What the task requires: Rewrite the listing from the line with "Round 1: Spot the green grass" to the line with "921, 347, 985, 403", swapping every "Result:" for "Answer:" and leaving all else as it is.

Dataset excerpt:

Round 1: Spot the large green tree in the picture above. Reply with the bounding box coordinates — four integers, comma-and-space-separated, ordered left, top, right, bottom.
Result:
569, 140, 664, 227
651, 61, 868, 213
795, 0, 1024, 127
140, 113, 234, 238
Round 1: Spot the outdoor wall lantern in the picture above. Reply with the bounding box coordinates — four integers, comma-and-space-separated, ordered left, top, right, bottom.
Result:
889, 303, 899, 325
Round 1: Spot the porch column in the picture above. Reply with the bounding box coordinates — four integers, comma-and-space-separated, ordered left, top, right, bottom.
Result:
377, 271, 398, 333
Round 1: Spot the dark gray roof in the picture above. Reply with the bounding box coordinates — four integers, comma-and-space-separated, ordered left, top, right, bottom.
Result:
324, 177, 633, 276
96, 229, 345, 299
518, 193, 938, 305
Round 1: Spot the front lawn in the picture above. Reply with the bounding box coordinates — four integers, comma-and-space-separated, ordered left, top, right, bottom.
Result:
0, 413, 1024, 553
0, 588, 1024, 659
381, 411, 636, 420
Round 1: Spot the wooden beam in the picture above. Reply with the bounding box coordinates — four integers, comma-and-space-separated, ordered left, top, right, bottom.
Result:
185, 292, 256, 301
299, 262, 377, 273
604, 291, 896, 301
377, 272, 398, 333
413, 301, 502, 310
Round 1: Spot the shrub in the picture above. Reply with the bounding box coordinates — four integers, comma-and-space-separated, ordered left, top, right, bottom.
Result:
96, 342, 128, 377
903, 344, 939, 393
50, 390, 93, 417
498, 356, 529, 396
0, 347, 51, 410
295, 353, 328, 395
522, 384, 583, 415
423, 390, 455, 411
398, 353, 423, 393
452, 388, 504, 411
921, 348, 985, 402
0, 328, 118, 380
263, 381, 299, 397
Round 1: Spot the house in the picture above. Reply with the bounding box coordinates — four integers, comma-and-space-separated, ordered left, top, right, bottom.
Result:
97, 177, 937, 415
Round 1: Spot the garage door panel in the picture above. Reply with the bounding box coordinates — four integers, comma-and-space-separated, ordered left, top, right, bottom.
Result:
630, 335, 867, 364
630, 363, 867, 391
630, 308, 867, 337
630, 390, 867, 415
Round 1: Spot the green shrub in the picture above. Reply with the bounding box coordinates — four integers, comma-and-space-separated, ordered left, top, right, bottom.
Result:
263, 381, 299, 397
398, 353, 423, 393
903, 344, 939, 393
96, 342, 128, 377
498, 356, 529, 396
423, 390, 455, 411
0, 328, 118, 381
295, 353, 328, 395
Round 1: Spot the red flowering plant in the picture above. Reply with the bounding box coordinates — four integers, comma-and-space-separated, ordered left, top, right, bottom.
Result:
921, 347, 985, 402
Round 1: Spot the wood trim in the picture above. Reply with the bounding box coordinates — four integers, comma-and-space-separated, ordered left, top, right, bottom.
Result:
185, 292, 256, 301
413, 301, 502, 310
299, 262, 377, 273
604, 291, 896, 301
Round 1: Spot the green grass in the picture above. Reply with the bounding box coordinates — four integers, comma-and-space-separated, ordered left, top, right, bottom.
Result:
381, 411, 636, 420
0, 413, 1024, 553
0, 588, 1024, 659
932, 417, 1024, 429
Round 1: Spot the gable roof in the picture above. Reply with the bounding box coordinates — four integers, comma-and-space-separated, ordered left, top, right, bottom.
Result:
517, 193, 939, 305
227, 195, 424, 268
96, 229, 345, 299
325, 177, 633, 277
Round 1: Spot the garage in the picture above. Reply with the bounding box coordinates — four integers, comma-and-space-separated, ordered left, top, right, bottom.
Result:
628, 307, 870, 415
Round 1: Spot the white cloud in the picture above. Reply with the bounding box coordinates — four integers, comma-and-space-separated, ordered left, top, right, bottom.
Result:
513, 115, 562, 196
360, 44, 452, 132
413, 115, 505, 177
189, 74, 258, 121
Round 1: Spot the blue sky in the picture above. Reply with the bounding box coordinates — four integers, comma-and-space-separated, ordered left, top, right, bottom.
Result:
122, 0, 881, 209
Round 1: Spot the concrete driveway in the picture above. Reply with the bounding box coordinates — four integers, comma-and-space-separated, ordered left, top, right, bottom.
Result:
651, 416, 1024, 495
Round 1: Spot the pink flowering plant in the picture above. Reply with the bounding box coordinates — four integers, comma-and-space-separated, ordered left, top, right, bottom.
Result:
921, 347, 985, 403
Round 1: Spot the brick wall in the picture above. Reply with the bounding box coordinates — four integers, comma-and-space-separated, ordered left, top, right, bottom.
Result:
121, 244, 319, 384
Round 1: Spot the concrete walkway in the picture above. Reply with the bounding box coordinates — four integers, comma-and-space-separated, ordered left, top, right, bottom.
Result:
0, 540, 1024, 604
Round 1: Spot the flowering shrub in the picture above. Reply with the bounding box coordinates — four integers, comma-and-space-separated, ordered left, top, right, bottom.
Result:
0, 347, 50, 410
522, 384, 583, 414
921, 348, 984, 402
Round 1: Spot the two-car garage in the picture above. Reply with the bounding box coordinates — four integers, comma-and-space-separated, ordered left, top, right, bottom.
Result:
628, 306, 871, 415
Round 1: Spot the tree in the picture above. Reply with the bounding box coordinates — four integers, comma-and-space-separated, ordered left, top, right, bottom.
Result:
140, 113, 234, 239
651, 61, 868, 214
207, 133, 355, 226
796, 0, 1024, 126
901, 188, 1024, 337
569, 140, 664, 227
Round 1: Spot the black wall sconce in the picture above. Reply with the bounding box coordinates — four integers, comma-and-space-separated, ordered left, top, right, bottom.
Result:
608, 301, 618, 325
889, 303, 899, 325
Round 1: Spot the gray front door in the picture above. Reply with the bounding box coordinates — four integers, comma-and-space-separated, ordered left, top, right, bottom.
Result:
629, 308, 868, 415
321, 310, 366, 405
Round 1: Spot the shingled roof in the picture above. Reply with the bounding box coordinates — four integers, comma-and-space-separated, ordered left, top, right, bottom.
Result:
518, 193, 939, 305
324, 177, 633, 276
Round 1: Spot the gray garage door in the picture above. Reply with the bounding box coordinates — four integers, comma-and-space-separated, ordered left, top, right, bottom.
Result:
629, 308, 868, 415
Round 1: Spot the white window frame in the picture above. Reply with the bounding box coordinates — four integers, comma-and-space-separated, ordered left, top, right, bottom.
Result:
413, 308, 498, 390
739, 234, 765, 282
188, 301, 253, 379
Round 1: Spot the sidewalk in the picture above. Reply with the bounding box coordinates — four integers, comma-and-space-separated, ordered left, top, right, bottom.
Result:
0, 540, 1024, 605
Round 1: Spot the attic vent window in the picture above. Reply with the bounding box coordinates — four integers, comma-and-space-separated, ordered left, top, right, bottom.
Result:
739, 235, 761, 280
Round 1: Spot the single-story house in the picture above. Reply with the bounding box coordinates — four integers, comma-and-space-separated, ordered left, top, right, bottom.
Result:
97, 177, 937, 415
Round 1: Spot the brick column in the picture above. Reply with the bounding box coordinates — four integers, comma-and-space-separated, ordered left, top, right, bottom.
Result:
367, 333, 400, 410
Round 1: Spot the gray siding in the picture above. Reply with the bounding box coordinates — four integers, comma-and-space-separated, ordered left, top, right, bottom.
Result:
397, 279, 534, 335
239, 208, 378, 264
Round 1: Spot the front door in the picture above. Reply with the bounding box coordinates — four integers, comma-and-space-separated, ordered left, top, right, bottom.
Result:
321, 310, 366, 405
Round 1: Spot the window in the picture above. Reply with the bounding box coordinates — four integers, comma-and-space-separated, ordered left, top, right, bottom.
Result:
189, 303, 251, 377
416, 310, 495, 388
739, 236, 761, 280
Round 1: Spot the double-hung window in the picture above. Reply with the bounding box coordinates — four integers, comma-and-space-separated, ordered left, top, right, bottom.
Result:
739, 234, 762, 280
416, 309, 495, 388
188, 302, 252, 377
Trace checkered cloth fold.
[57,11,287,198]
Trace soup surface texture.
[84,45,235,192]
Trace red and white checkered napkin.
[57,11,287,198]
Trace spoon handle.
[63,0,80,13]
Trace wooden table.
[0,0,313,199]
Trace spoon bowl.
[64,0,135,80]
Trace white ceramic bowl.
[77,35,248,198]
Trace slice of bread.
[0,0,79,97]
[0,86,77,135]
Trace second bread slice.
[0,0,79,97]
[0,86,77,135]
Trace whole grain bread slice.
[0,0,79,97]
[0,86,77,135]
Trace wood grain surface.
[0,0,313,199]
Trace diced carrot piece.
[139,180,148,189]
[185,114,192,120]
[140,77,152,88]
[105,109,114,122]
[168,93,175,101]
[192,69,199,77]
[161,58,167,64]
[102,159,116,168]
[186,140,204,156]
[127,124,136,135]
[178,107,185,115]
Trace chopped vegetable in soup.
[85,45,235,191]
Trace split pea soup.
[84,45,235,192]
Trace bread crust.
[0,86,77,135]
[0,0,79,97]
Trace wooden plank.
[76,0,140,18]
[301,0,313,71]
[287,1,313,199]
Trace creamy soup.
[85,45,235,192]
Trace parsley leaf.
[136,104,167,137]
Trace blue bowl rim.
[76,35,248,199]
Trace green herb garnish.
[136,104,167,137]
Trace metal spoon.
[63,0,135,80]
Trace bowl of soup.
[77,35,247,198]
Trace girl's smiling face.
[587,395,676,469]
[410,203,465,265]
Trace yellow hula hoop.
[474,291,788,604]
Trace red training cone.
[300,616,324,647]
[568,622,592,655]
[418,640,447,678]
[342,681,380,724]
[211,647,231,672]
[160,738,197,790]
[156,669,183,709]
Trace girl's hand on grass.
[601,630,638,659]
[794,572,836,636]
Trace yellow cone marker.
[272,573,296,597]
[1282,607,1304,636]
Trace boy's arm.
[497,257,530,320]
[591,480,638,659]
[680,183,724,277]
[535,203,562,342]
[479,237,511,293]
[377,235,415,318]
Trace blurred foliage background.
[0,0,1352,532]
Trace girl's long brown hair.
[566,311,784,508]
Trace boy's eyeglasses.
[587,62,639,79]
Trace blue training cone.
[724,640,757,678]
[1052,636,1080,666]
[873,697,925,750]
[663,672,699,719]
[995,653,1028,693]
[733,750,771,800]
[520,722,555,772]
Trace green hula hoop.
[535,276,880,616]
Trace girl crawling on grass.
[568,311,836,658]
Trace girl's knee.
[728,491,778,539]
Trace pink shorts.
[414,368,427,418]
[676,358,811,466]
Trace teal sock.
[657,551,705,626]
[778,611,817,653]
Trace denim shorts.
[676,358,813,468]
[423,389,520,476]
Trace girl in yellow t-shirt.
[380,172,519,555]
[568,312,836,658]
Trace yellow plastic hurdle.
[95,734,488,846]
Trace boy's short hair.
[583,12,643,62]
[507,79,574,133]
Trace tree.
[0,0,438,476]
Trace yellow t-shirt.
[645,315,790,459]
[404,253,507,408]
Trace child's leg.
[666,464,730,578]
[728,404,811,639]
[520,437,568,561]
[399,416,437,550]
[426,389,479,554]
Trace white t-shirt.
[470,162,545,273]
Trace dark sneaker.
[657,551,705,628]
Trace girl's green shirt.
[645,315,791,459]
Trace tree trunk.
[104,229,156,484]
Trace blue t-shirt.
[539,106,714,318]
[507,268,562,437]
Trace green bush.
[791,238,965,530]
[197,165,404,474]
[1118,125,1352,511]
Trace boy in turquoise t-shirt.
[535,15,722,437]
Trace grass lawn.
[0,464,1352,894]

Expected answer:
Round 1: Spot the green grass in the picture above. Reply with the bounding box coordinates — four integers, comma-and-space-separated, ordered left, top, right, bottom.
Answer:
381, 411, 636, 420
0, 413, 1024, 553
0, 588, 1024, 659
932, 417, 1024, 429
Round 1: Spot the gable roof in the picture above. Reply with the bounding box coordinates — four integers, comma-and-space-separated, ordered left, top, right, bottom.
Answer:
517, 193, 939, 305
227, 195, 424, 268
96, 229, 345, 299
325, 177, 633, 277
Round 1: Spot the garage in the picture above. Reply with the bounding box coordinates — four integers, comma-and-space-separated, ordered left, top, right, bottom.
Answer:
628, 307, 870, 415
Round 1: Spot the white cloud in the picture above. Reply with the bounding box coordinates — four integers, comma-and-space-separated, ordered left, top, right, bottom.
Answer:
513, 115, 562, 196
360, 44, 452, 132
413, 115, 505, 177
189, 74, 258, 121
Round 1: Spot the blue sky in the picture above. Reply with the bounding box coordinates — four integers, comma-and-space-separated, ordered left, top, right, bottom.
Answer:
122, 0, 881, 209
Round 1: Spot the concrete driveway in the picture above. Reply with the bounding box coordinates — four integers, comma-and-space-separated, ordered left, top, right, bottom.
Answer:
651, 416, 1024, 495
Round 1: Spot the pink flowering plant in the picture above. Reply with the bounding box coordinates — four integers, comma-and-space-separated, ordered left, top, right, bottom.
Answer:
921, 347, 985, 403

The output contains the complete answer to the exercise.